* TASK SET:
- 1) According to the blog post, which film won the Best Animated Feature award over The Triplets of Belleville?
- 2) Decide whether each statement agrees with the blog post, and support each yes or no with the deciding words quoted from it: (a) The writer counts The Triplets of Belleville among their favorite movies. (b) The writer holds that one work of art can be the best. (c) The entry dated December 24, 2011, wishes the writer's fellow heathens a merry Christmas.

* READING PASSAGE:
● ● ● ●
Monday, January 16, 2012

The Triplets of Belleville is one of my favorite movies.


Last month, I was discussing it, and one of my first thoughts was, "It should've won Best Animated Feature. It's absurd that it lost to Finding Nemo.

"To me, Belleville is a work of purest cinema, and Nemo is a jumble of chase scenes, stock characters, and witless banter. Why, it's offensive to even list them in the same category!"

And then I realized, "Wait, they're not only different categories, they're different species! They have nothing to do with one another!

"Discussing Belleville makes me spite an irrelevant movie. I'm the one who brought Nemo up, in the first place. Why am I getting upset?"

Finding Nemo offers ninety-eight minutes' worth of reasons to dislike it--but resenting it because someone on TV liked it more than another movie that happened to premiere the same year...well, that's not sane.

So fuck the Oscars. And the Pulitzer Prize. And any award that turns creativity into a competition.

You can have a favorite work of art. You can have several favorites. You can hate everything you've ever seen, or love anything you've never seen.

But there isn't a best work of art.

That's not the point.

Saturday, December 24, 2011

The only people warring on Christmas...

...are the ones trying to put Christ back into it.

I wish them a happy holiday, and to all my fellow heathens: merry Christmas!

Thursday, December 1, 2011

Dormant protagonists.
● ● ● ●
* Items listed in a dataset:
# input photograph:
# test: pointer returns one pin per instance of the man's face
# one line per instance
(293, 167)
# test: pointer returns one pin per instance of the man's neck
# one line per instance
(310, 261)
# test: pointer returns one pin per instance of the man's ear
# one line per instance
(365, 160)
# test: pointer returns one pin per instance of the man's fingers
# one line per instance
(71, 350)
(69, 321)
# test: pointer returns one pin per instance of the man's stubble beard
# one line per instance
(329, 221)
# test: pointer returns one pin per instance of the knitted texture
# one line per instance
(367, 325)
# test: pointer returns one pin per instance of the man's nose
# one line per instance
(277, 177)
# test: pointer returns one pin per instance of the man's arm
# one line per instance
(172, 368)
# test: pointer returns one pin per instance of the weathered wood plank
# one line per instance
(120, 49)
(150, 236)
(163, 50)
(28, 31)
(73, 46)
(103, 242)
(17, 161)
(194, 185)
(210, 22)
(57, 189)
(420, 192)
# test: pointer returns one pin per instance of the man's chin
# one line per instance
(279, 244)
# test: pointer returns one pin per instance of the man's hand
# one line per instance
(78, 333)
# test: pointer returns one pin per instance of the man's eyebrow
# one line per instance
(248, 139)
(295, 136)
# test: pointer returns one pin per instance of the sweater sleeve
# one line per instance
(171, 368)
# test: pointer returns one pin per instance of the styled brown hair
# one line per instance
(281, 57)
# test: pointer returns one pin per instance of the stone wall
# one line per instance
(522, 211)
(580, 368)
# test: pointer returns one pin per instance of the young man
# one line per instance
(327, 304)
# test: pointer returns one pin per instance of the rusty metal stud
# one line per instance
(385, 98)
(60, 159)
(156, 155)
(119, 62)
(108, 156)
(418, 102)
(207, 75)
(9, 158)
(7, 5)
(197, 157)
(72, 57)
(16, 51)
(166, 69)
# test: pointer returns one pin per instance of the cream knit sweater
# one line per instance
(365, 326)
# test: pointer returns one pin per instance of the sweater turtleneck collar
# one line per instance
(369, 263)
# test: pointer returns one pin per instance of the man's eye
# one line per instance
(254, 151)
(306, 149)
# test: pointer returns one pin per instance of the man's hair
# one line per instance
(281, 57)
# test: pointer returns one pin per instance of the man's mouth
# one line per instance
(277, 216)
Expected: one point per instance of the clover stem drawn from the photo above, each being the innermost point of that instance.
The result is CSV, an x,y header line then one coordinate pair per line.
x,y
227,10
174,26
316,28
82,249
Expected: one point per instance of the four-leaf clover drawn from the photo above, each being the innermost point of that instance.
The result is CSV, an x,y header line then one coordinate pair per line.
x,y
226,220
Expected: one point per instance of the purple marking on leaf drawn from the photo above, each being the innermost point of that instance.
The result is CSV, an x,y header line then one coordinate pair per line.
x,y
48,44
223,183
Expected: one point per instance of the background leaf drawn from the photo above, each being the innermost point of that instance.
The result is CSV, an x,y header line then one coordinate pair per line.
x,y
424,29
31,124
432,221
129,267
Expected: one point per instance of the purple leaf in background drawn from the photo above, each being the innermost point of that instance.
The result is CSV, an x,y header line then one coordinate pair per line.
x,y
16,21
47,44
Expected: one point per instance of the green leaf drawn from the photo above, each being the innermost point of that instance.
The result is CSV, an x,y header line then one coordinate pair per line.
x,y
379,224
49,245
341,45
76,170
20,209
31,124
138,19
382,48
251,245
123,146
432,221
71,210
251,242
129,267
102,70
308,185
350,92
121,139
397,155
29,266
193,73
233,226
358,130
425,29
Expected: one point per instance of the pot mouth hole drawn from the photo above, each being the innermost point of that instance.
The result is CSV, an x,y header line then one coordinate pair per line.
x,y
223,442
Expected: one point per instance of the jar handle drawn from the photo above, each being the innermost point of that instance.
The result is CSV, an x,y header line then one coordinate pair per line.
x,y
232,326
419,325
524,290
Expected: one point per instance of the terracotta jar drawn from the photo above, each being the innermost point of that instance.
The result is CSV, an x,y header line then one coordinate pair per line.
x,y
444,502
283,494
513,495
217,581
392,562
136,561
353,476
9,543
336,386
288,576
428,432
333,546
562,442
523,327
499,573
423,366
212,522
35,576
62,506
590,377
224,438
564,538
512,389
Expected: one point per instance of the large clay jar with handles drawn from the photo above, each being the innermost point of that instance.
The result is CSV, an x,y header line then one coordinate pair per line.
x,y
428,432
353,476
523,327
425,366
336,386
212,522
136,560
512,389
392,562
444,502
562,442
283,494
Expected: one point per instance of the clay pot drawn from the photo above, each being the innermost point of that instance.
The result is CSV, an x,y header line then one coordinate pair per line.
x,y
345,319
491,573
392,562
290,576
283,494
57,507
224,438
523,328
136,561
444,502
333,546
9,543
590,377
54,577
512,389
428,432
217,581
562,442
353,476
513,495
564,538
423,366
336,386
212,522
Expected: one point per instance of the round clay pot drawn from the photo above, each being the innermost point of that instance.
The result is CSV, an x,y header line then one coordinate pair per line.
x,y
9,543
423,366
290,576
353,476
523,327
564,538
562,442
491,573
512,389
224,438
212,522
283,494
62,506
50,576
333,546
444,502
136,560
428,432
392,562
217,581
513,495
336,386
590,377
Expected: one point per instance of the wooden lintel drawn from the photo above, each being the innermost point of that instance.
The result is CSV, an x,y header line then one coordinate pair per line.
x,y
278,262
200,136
● ● ● ●
* RESPONSES IN ORDER:
- 1) Finding Nemo.

- 2)
(a) Yes: "The Triplets of Belleville is one of my favorite movies."
(b) No: "But there isn't a best work of art."
(c) Yes: "to all my fellow heathens: merry Christmas!"